## What needs to be done
Reproduce word for word the lines of the items below, starting at the line that contains "Could you please outline every instance of the helmet" and continuing through the end of the items, with both ends included.

Segmentation dataset items
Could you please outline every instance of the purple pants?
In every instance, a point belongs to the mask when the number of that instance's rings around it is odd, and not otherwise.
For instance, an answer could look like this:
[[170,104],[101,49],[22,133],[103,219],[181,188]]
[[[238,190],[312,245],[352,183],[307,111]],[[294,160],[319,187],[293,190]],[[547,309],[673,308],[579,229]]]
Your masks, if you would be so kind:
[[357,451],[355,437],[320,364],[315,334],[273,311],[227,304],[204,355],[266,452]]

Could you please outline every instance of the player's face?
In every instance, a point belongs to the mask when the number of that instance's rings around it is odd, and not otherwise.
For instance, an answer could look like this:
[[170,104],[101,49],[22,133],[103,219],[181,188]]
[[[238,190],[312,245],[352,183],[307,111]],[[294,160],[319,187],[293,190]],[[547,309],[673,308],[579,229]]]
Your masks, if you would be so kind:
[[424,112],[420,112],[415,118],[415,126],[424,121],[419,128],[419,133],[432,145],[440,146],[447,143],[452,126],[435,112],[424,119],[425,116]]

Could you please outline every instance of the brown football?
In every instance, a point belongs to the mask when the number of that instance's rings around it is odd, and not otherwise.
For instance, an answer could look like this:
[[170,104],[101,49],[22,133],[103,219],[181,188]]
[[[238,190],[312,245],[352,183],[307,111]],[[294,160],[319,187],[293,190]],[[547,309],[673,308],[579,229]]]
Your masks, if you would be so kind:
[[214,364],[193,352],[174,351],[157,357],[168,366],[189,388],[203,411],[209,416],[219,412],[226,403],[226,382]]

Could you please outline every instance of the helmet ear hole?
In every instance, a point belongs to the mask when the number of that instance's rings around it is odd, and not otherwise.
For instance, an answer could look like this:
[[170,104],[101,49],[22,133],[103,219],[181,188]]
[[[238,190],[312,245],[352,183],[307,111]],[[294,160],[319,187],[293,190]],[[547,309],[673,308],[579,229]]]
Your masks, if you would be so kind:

## Expected answer
Could you please outline every instance of the helmet ear hole?
In every instance, a point belongs to the mask when the number of that instance's rings around it is odd, and not otherwise.
For instance, an answer could look like this:
[[170,104],[101,49],[22,133],[103,219],[181,188]]
[[[238,190],[312,245],[352,183],[307,111]],[[294,160],[319,187],[293,190]],[[547,309],[673,308],[579,229]]]
Your masks, if you would be so kind:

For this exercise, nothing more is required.